====== RECORDED DATA ======

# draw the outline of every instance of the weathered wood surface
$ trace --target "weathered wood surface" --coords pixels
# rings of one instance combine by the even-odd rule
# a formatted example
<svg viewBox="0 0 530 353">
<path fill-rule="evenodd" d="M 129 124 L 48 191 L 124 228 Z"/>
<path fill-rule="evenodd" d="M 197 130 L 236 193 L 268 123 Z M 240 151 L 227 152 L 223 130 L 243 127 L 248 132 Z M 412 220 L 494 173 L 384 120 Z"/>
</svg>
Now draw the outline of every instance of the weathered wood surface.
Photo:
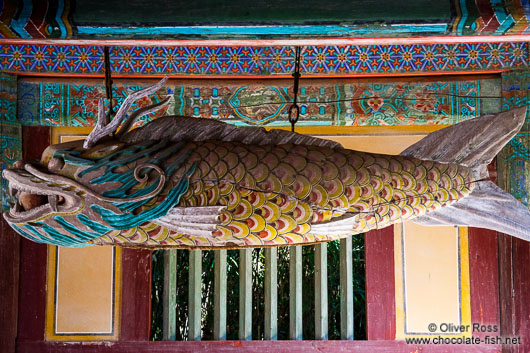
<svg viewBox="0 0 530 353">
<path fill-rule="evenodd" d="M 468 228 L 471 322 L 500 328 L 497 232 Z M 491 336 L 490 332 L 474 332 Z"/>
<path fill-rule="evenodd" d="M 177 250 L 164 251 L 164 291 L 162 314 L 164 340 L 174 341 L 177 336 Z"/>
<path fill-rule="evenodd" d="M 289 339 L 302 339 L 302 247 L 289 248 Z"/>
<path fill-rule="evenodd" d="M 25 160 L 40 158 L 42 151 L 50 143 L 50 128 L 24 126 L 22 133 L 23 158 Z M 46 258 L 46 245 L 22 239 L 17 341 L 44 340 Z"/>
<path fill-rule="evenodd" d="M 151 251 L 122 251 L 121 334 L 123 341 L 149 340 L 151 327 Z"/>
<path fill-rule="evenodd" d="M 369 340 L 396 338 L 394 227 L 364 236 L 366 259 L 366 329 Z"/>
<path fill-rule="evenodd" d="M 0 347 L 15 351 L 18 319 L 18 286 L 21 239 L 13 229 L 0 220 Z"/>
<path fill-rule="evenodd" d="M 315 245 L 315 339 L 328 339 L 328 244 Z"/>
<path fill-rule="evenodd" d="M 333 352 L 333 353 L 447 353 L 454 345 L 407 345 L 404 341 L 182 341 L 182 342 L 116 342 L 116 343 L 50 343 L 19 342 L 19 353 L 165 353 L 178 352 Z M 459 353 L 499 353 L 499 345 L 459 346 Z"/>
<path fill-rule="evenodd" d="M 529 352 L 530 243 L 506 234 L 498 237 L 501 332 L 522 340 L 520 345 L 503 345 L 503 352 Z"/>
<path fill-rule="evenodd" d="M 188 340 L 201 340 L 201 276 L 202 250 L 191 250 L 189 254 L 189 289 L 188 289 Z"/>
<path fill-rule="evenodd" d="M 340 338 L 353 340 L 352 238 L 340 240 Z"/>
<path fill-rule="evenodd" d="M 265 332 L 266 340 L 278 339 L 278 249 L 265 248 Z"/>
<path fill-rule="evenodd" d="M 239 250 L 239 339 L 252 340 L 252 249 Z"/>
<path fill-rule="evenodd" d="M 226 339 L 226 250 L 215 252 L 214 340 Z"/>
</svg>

======

# [WORK REQUEST]
All lines of the records containing "instance" should be shown.

# [WRITTEN SOLUTION]
# draw the outline of every instance of the weathered wood surface
# rings of one instance combine by the even-odd rule
Now draw the outline of every instance of the weathered wood surface.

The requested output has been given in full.